Work instructions: Print everything from "Using the Update" down to "bytes before compression." in the Web Risk Update API guide, word for word.

++++ Source document

Using the Update API
Overview
The Update API lets your client applications download hashed versions of the Web Risk lists for storage in a local or in-memory database. URLs can then be checked locally. When a match is found in the local database, the client sends a request to the Web Risk servers to verify whether the URL is included on the Web Risk lists.
Updating the local database
To stay current, clients are required to periodically update the Web Risk lists in their local database. To save bandwidth, clients download the hash prefixes of URLs rather than the raw URLs. For example, if "www.badurl.com/" is on a Web Risk list, clients download the SHA256 hash prefix of that URL rather than the URL itself. In the majority of cases the hash prefixes are 4 bytes long, meaning that the average bandwidth cost of downloading a single list entry is 4 bytes before compression.
To update the Web Risk lists in the local database, send an HTTP
GET
request to the
threatLists.computeDiff
method:
- The HTTP
GET
request includes the name of the list to be updated along with client constraints to account for memory and bandwidth limitations. - The HTTP
GET
response returns either a full update or a partial update. The response could also return a recommended wait time until the next compute diff operation.
Example: threatLists.computeDiff
HTTP GET request
In the following example, the diffs for the MALWARE Web Risk list are
requested. For more details, see the
threatLists.computeDiff
query parameters
and the explanations that follow the code example.
HTTP method and URL:
GET https://webrisk.googleapis.com/v1/threatLists:computeDiff?threatType=MALWARE&versionToken=Gg4IBBADIgYQgBAiAQEoAQ%3D%3D&constraints.maxDiffEntries=2048&constraints.maxDatabaseEntries=4096&constraints.supportedCompressions=RAW&key=API_KEY
To send your request, choose one of these options:
curl
Execute the following command:
curl -X GET \
"https://webrisk.googleapis.com/v1/threatLists:computeDiff?threatType=MALWARE&versionToken=Gg4IBBADIgYQgBAiAQEoAQ%3D%3D&constraints.maxDiffEntries=2048&constraints.maxDatabaseEntries=4096&constraints.supportedCompressions=RAW&key=API_KEY"

++++++++
++++ Collected data

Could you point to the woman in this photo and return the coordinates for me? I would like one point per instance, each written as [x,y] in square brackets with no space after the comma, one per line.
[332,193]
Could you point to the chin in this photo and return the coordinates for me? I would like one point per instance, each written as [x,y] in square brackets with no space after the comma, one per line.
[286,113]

++++++++

Task solution:
Using the Update API
Overview
The Update API lets your client applications download hashed versions of the Web Risk lists for storage in a local or in-memory database. URLs can then be checked locally. When a match is found in the local database, the client sends a request to the Web Risk servers to verify whether the URL is included on the Web Risk lists.
Updating the local database
To stay current, clients are required to periodically update the Web Risk lists in their local database. To save bandwidth, clients download the hash prefixes of URLs rather than the raw URLs. For example, if "www.badurl.com/" is on a Web Risk list, clients download the SHA256 hash prefix of that URL rather than the URL itself. In the majority of cases the hash prefixes are 4 bytes long, meaning that the average bandwidth cost of downloading a single list entry is 4 bytes before compression.